THE PROBLEM: Using the listing below, please gather every line containing the word "jersey".

..........

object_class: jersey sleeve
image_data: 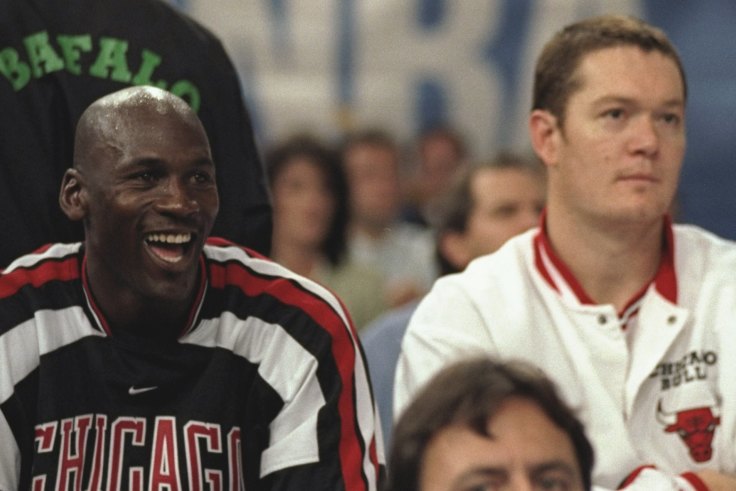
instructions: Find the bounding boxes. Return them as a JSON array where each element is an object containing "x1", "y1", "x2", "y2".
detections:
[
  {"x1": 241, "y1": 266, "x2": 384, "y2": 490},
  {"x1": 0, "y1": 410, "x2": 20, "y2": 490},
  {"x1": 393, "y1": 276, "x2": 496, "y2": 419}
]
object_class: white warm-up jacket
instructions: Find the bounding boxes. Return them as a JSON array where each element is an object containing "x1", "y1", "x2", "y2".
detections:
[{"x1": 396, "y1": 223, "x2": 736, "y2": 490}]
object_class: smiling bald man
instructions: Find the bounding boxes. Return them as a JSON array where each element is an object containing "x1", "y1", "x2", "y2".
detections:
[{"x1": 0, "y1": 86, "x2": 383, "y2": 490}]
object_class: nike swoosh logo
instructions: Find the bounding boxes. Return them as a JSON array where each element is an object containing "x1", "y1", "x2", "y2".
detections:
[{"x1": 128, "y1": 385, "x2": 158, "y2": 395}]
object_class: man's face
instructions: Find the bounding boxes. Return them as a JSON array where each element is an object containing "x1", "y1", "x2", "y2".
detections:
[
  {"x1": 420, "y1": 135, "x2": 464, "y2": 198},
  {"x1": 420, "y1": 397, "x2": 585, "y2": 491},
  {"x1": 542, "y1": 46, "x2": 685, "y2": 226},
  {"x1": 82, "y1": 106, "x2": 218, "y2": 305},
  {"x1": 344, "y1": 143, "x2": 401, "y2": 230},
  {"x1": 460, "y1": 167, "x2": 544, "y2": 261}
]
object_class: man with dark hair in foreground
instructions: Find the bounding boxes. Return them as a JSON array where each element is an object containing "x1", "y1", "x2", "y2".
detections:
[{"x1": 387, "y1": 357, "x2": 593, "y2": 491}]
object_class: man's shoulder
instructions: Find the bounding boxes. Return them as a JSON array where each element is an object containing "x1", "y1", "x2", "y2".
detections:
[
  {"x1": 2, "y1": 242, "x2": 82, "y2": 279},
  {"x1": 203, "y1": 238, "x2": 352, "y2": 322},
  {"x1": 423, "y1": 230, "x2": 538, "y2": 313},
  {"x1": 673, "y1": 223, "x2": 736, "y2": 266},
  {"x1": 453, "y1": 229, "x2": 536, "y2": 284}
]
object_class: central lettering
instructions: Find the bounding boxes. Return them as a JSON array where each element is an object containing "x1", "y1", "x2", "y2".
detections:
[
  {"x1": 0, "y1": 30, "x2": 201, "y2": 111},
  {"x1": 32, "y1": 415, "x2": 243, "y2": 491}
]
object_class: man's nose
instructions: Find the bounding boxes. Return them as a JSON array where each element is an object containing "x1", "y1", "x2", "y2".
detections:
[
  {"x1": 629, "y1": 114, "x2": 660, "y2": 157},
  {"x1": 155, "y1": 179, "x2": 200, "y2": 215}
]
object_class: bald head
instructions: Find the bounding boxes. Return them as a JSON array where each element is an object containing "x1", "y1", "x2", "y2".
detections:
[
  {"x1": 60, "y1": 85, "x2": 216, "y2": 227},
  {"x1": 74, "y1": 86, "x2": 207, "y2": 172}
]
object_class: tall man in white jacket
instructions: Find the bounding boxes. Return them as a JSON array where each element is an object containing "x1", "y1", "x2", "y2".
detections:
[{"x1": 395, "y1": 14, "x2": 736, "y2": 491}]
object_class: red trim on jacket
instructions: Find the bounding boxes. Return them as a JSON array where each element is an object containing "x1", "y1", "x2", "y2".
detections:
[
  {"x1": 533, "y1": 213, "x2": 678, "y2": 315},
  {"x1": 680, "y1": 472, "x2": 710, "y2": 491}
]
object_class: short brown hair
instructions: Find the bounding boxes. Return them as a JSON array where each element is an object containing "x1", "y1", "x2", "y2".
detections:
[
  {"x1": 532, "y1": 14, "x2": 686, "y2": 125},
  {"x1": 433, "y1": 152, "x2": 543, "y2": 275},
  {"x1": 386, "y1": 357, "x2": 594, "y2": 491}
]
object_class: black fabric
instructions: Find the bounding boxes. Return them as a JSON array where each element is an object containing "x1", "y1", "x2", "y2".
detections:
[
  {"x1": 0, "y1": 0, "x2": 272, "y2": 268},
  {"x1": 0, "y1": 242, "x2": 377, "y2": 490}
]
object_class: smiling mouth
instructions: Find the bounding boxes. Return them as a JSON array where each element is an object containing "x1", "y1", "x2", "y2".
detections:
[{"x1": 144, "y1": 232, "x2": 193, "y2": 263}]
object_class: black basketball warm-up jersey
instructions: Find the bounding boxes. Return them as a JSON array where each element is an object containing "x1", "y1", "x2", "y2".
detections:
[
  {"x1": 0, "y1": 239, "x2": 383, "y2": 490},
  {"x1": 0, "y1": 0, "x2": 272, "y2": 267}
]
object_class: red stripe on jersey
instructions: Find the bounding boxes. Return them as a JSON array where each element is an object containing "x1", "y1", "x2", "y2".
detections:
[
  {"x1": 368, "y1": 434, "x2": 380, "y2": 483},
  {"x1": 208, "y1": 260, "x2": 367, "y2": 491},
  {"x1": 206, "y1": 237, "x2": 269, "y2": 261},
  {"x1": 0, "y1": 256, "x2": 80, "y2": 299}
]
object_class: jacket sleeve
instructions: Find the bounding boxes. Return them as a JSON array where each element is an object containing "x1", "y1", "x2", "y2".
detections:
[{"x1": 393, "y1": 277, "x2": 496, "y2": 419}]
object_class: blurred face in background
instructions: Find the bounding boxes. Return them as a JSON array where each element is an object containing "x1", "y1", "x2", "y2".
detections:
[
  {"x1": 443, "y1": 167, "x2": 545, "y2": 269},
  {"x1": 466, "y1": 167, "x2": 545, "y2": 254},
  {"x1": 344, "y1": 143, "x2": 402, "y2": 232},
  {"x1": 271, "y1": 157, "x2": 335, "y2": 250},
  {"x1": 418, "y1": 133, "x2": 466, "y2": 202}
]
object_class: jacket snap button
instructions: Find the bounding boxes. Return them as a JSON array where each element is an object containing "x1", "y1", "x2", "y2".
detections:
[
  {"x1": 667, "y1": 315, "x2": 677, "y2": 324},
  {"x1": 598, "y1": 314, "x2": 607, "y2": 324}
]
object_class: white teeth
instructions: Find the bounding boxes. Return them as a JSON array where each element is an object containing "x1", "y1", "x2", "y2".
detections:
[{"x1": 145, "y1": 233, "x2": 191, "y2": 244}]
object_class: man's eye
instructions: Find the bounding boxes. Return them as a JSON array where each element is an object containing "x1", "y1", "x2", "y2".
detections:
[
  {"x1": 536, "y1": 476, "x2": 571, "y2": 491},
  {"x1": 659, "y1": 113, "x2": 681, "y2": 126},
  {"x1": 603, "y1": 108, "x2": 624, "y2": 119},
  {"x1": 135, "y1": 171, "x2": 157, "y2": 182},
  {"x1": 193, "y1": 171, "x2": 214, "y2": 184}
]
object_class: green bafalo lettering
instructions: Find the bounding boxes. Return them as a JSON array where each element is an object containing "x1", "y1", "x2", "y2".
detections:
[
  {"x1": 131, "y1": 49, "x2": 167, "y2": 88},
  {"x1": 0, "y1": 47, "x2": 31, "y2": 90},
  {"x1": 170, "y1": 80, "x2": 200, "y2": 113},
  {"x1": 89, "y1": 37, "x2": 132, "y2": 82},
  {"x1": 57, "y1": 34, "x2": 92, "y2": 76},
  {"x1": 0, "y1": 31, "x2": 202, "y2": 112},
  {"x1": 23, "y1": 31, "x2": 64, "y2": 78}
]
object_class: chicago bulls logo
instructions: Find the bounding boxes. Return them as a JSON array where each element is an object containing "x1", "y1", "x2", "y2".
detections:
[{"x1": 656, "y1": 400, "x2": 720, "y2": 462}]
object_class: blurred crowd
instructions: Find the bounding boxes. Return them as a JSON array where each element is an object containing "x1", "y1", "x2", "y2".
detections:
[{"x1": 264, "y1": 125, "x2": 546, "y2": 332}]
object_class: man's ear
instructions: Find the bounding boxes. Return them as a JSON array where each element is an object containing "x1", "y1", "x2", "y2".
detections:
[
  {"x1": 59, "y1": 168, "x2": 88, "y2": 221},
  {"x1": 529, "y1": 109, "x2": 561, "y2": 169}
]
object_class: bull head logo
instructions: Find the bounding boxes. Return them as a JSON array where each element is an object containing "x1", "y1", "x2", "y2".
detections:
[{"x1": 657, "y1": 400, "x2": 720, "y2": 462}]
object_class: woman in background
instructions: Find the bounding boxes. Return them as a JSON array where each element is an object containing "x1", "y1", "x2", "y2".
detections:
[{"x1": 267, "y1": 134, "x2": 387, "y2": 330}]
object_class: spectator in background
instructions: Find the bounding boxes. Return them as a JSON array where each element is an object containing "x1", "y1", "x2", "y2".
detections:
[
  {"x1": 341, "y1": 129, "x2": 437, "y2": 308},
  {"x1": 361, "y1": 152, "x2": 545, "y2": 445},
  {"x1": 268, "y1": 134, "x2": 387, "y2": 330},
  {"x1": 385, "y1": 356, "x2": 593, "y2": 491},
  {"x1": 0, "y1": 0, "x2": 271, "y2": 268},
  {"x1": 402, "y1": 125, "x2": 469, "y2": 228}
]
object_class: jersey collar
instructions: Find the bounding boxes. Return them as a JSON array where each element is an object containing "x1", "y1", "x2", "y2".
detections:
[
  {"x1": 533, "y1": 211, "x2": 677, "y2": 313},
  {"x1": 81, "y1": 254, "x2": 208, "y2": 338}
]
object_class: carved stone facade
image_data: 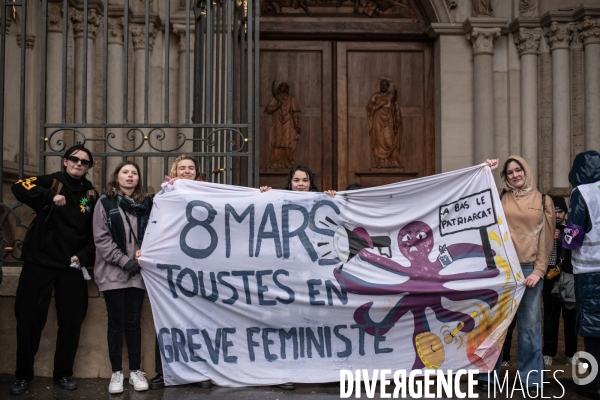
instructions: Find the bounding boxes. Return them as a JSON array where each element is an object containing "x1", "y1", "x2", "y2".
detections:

..........

ANSWER AREA:
object_class: jersey sleeve
object_class: black basketball warm-up jersey
object_class: red stripe on jersey
object_class: jersey collar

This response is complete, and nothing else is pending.